** Set task **
Count the lines in the data below that contain the string "window", with uppercase and lowercase treated as different. Reply with that number alone.

** Dataset content **
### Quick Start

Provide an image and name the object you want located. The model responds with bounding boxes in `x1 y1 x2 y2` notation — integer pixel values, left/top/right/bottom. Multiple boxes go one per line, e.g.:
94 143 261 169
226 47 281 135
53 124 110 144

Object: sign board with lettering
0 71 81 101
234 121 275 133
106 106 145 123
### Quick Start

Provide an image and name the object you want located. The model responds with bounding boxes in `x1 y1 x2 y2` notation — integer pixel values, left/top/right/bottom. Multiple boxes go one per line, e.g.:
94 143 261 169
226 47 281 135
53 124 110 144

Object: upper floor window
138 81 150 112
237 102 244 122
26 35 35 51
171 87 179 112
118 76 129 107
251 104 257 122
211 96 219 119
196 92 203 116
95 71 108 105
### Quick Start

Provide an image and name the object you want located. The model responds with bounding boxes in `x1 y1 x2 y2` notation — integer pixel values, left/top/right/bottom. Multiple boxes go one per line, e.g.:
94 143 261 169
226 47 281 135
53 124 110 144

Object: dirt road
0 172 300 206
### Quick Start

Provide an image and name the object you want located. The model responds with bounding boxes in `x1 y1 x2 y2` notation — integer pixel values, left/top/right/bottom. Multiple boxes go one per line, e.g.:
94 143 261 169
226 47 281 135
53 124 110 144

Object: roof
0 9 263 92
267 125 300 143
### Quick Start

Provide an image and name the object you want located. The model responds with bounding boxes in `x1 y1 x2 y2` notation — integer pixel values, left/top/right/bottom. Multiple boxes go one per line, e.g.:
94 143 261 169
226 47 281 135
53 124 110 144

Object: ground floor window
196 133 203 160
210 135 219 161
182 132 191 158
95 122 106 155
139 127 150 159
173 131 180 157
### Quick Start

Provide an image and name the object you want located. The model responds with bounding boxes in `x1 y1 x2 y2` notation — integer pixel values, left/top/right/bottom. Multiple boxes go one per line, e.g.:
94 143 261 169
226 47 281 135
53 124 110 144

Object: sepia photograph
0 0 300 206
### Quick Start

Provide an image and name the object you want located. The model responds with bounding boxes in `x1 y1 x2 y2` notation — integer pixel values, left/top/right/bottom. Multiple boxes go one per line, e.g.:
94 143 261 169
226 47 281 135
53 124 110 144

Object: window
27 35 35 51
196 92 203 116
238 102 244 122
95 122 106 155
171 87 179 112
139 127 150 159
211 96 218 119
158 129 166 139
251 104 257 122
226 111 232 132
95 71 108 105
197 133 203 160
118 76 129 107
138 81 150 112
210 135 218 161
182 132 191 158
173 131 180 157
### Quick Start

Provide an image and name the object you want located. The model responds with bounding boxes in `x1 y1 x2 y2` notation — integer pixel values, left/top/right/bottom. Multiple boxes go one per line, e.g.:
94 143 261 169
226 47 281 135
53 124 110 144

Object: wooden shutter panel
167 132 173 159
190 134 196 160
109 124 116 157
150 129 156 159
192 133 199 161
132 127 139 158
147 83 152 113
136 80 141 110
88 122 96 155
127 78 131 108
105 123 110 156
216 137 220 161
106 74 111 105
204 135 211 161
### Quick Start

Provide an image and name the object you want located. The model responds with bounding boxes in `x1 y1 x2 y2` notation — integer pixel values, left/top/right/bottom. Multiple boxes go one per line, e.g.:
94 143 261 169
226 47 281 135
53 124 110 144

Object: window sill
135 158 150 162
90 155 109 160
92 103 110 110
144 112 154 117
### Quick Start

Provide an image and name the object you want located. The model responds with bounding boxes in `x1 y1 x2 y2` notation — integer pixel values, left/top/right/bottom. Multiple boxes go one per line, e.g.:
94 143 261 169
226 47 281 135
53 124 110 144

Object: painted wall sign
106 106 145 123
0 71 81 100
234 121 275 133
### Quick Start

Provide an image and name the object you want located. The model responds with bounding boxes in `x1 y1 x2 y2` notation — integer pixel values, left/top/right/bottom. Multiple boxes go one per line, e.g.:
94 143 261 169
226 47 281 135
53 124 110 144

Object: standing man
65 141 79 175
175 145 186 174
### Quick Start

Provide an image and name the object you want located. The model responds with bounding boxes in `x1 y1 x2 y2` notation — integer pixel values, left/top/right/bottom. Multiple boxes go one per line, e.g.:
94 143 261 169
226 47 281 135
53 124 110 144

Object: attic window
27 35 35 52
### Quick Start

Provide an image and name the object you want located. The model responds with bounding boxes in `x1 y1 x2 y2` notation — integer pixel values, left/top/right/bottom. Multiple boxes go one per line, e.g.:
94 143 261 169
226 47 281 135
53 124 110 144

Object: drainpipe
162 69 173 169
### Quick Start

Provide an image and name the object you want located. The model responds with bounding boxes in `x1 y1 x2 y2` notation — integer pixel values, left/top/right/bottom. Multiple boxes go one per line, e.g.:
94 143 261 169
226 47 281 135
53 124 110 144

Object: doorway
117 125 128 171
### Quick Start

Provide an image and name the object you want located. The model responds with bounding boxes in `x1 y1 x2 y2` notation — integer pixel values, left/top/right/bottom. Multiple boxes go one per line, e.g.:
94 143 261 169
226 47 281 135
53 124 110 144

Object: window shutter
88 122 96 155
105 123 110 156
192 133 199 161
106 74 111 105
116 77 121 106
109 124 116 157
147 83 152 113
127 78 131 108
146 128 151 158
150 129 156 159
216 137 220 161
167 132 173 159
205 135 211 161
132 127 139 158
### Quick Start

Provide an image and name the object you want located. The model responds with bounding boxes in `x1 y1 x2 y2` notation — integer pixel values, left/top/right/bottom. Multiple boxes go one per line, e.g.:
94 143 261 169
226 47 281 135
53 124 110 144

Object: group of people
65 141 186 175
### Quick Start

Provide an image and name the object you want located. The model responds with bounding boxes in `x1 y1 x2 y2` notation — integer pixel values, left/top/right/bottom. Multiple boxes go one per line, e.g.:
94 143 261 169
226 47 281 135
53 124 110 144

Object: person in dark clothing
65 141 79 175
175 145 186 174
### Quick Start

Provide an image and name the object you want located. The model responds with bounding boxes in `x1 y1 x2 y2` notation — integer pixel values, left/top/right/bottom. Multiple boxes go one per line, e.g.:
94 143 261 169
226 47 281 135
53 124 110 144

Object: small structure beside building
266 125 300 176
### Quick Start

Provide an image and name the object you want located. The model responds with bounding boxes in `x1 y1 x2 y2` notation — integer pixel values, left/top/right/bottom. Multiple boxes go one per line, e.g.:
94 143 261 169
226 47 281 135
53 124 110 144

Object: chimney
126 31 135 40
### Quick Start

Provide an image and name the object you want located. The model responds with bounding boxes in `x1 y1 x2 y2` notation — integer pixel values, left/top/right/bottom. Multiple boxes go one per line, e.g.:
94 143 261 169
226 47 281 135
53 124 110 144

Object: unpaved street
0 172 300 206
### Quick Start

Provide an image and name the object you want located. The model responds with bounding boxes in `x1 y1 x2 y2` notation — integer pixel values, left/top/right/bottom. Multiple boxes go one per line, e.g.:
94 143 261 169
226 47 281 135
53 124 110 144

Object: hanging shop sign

** Exercise result **
6